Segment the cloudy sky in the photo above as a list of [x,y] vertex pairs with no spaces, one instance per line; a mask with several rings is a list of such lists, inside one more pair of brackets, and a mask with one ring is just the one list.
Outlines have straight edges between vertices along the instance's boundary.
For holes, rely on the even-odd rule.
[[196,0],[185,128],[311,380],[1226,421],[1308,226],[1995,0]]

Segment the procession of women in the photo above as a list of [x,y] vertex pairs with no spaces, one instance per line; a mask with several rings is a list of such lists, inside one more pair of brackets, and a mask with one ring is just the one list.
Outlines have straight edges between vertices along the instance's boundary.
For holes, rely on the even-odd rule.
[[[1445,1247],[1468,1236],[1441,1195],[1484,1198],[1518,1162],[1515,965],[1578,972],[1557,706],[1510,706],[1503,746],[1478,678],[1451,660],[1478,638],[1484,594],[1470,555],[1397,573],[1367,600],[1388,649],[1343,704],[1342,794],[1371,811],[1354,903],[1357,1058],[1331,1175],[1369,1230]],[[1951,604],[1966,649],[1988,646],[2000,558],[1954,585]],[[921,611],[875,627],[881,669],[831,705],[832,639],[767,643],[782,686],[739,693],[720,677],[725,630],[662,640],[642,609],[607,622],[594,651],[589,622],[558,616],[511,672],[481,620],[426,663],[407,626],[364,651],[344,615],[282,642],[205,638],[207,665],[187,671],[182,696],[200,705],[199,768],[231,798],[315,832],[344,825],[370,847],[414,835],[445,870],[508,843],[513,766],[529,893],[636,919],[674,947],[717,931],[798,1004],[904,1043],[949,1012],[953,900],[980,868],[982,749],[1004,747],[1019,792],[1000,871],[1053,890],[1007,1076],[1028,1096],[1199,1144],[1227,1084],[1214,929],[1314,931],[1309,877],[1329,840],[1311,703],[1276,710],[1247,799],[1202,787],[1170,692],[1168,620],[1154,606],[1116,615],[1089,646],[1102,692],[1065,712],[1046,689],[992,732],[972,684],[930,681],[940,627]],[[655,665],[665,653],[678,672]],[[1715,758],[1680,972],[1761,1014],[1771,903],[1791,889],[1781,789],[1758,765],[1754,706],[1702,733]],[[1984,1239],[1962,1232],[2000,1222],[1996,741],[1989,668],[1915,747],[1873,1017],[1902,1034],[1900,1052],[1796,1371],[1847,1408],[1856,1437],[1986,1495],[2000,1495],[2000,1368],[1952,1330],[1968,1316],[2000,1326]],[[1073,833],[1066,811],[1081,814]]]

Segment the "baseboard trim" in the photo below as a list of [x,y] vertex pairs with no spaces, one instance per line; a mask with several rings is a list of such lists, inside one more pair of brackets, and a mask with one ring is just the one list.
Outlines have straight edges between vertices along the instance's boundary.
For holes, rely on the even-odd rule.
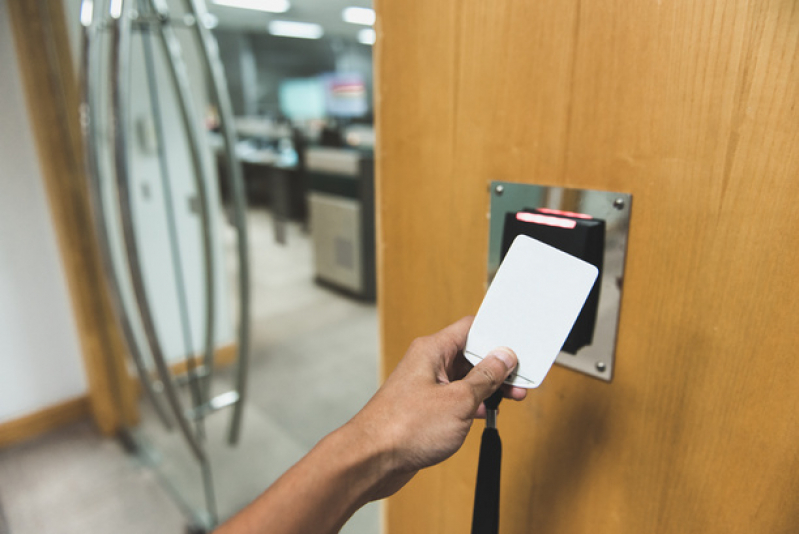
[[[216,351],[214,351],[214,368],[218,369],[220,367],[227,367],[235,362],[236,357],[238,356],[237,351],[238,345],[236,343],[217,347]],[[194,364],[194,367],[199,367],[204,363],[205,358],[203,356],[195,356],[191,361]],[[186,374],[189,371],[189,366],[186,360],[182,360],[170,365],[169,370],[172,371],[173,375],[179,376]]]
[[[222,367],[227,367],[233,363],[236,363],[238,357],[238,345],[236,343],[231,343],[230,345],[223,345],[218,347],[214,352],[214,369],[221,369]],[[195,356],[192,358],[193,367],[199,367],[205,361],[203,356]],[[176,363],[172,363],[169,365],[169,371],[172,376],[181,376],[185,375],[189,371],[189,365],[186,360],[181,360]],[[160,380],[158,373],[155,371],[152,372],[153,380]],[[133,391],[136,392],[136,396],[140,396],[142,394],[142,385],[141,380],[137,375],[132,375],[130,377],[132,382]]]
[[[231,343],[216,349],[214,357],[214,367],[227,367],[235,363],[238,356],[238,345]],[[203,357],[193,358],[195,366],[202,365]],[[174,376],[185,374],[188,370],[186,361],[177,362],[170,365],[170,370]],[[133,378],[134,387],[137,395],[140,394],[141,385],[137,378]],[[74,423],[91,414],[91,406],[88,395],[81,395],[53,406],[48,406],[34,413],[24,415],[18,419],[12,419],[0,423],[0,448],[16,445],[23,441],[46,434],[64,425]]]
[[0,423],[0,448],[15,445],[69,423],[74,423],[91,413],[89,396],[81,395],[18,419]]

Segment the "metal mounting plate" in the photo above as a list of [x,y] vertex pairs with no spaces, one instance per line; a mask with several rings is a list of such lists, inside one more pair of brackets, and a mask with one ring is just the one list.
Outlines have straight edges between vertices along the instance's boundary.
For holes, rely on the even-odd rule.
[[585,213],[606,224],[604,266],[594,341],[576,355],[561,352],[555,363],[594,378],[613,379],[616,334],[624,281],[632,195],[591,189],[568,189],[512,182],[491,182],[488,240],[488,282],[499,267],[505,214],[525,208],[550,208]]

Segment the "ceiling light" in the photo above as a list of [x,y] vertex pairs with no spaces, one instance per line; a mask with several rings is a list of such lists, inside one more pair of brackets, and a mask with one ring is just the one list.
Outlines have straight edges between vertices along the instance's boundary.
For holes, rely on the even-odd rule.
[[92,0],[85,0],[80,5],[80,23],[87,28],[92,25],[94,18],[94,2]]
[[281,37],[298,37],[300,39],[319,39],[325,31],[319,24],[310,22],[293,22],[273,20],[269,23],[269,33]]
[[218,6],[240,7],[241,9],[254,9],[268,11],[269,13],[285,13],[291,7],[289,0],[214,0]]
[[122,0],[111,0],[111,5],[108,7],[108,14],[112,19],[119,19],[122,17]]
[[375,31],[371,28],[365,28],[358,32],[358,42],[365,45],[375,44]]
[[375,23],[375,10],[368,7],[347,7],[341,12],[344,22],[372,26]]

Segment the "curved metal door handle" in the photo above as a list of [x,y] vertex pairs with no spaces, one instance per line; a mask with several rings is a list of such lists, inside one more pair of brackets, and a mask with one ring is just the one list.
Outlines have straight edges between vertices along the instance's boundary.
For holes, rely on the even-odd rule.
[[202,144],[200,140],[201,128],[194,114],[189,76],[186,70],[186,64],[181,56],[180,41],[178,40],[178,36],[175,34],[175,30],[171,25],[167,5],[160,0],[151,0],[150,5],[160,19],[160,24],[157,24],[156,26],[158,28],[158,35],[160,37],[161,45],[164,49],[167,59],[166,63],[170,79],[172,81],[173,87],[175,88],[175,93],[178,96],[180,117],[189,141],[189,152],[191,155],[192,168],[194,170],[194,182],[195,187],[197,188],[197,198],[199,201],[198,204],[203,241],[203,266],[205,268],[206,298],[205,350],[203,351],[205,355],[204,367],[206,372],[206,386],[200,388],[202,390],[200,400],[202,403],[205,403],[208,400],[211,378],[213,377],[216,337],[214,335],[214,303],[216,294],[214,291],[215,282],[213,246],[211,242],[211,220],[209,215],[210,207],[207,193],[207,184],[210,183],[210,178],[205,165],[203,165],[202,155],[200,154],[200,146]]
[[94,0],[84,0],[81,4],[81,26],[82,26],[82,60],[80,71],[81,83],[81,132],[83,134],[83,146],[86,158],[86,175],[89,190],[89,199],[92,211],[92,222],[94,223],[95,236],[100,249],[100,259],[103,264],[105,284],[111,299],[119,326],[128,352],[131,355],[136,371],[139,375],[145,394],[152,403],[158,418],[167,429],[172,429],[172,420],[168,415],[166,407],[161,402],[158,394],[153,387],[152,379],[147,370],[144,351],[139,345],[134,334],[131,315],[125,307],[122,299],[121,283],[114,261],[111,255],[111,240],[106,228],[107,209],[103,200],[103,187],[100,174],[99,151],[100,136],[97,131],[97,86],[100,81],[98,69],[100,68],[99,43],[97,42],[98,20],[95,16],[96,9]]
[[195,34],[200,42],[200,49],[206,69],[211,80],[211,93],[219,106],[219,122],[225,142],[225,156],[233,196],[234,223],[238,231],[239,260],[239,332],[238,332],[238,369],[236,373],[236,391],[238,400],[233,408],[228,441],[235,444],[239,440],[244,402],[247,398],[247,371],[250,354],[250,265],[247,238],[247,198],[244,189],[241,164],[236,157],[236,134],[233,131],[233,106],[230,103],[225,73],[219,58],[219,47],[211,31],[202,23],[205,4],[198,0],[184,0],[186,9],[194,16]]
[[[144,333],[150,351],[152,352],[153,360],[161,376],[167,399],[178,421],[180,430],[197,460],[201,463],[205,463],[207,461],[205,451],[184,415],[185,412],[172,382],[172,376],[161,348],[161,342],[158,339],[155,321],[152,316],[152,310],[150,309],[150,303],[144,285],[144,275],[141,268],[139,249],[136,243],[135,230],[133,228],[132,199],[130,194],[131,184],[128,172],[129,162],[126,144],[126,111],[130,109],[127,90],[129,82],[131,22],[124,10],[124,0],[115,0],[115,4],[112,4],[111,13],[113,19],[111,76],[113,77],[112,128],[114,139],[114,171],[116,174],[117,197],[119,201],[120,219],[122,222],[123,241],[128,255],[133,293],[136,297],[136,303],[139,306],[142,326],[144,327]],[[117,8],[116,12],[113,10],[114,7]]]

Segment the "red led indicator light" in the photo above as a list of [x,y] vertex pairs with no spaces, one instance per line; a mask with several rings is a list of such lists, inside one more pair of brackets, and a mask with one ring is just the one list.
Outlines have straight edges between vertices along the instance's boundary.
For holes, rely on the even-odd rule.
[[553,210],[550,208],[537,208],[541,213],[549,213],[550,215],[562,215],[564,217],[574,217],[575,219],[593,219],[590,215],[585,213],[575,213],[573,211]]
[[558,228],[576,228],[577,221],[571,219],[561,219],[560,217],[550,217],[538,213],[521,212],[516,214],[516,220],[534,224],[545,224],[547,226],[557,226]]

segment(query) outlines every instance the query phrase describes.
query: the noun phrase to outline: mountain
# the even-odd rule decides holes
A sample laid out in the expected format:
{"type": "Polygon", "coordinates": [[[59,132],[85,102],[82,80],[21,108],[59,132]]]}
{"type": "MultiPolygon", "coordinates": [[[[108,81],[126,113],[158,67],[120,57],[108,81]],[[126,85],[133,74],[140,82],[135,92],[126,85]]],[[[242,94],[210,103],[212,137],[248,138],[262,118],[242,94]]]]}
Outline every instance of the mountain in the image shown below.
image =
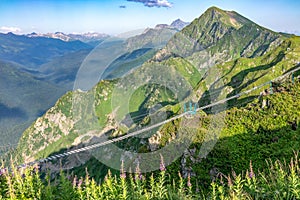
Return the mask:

* * * * *

• _TASK ITEM_
Scan the records for lines with the string "image". Give the number of such lines and nothing else.

• _EXERCISE RESPONSE_
2